== PASSAGE TO READ ==
========

So the entropy reason for this issue is gone, however I still consider the missing dependency from ovs-configuration.service to kubelet the root cause as various reasons can trigger this timeout or start issue.

Comment 52 Juan Luis de Sousa-Valadas 2021-01-20 13:50:32 UTC
Hello Robert,
First of all thank you for your excellent analysis. We very rarely see such a deep analysis.

Regarding:
> However it seems that the kubelet does not have a hard systemd dependency to the ovs-configuration.service, allowing the kubelet to start while OVS is not yet initialized, causing all this mess. So the external OVS stack should be more stable.

and

> So the entropy reason for this issue is gone, however I still consider the missing dependency from ovs-configuration.service to kubelet the root cause as various reasons can trigger this timeout or start issue.

========

== REQUIRED TASKS ==
A - Answer these from the thread excerpt above, one short reply each:
(i) Which reason for the issue is now gone?
(ii) Whom does Comment 52 greet by name?
(iii) What does the missing hard systemd dependency allow the kubelet to do?
B - Copy the thread excerpt above starting with "Comment 52 Juan" and going on through "a deep analysis.", and swap in "investigation" wherever "analysis" appears.

== DATASET SECTION ==
========

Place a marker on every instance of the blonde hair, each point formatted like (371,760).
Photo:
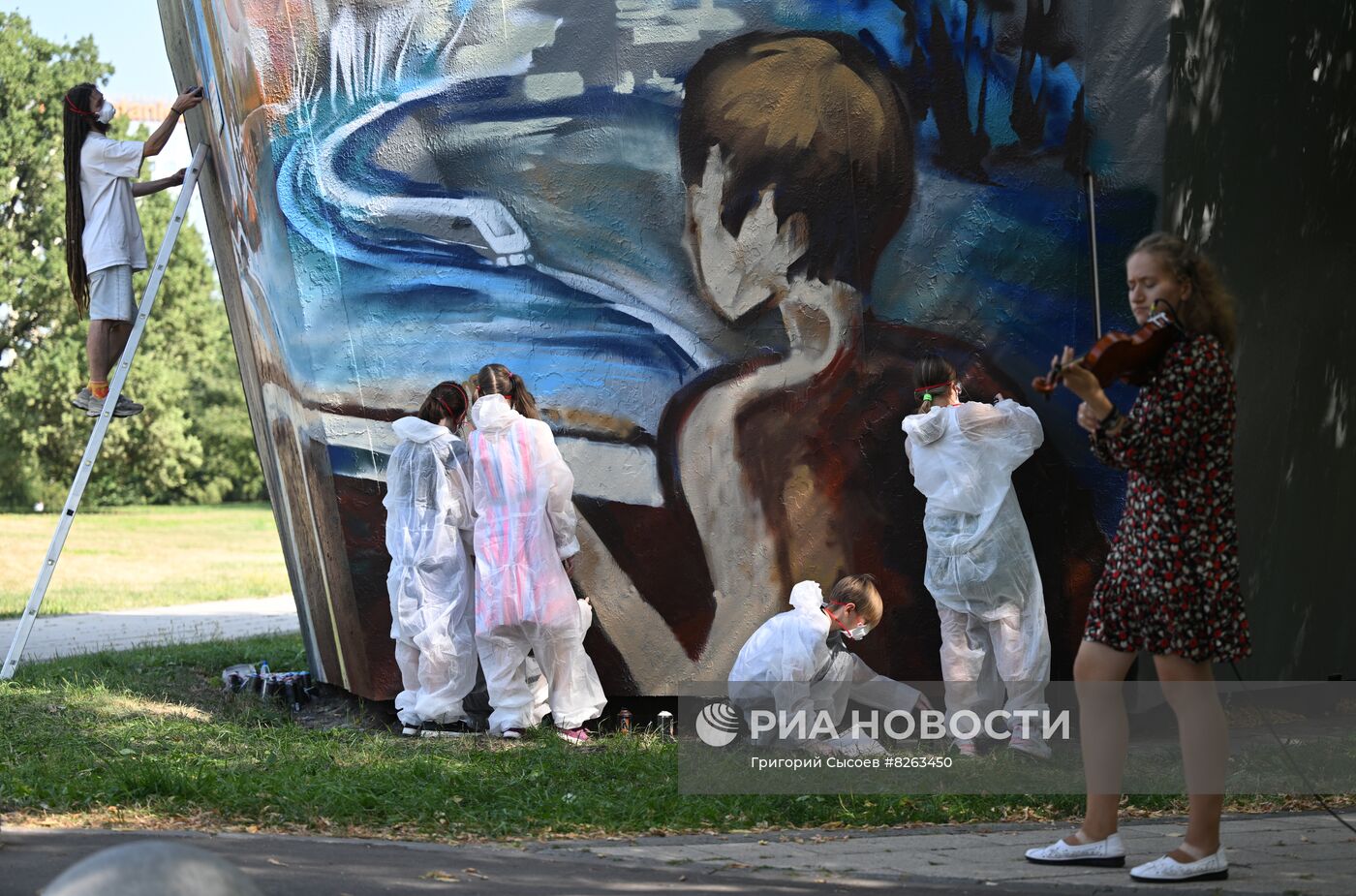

========

== OUTPUTS FOR THE TASKS ==
A -
(i) The entropy reason.
(ii) Robert.
(iii) Start while OVS is not yet initialized.

B -
Comment 52 Juan Luis de Sousa-Valadas 2021-01-20 13:50:32 UTC
Hello Robert,
First of all thank you for your excellent investigation. We very rarely see such a deep investigation.